Please show each line of the records below that contains the word "frost".

── Excerpted records

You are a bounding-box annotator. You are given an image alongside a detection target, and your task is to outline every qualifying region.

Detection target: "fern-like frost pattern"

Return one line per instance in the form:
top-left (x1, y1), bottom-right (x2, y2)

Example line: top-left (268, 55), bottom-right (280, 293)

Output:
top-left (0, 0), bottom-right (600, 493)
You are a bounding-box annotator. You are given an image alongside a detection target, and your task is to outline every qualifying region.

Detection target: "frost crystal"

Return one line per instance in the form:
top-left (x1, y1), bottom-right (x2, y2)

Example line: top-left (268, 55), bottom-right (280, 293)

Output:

────
── Excerpted records

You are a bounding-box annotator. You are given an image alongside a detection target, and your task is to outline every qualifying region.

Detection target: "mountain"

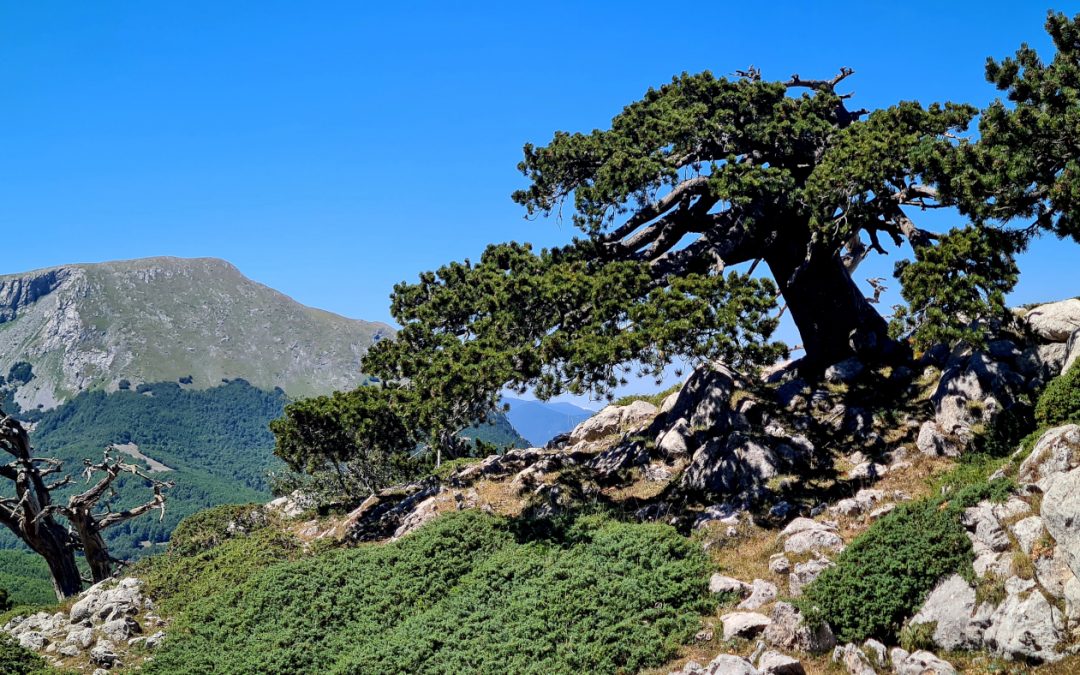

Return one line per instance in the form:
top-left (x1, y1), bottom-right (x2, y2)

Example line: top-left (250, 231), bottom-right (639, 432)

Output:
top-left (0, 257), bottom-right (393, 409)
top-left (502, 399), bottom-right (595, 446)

────
── Excerpted records

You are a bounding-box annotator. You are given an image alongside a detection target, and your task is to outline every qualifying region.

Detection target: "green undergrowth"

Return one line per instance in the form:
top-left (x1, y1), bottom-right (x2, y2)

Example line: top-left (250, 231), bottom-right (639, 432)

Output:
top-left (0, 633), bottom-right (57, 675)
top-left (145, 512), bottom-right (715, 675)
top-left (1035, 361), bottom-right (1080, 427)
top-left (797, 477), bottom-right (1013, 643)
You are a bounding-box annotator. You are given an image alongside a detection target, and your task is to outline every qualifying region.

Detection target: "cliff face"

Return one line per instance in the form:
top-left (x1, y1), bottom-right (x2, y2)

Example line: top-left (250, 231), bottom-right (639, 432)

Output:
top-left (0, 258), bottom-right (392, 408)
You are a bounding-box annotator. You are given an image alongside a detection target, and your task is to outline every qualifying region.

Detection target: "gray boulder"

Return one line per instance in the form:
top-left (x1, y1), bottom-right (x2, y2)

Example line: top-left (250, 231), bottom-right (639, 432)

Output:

────

## Expected answer
Detection target: "fern-like frost pattern"
Detection target: "frost crystal"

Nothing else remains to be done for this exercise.